_Task description_
Convert the records below into a two-column CSV headed input and output, with one row per record. Place each record's text and its answer in separate quoted fields, replacing line breaks with spaces.

_Records from a collection_
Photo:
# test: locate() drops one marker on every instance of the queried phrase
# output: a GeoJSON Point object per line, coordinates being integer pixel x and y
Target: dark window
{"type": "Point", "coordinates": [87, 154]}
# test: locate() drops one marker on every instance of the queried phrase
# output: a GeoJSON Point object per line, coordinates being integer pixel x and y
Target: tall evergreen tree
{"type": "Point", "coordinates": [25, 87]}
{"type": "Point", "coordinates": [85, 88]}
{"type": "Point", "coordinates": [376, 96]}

_Problem solution_
input,output
"Photo: # test: locate() drops one marker on every instance of the queried phrase # output: a GeoJSON Point object per line, coordinates being integer pixel x and y Target: dark window","{""type"": ""Point"", ""coordinates"": [87, 154]}"
"# test: locate() drops one marker on every instance of the queried phrase # output: a GeoJSON Point object per line, coordinates being integer pixel x and y Target: tall evergreen tree","{""type"": ""Point"", ""coordinates"": [25, 87]} {""type"": ""Point"", ""coordinates"": [85, 88]} {""type"": ""Point"", ""coordinates"": [376, 96]}"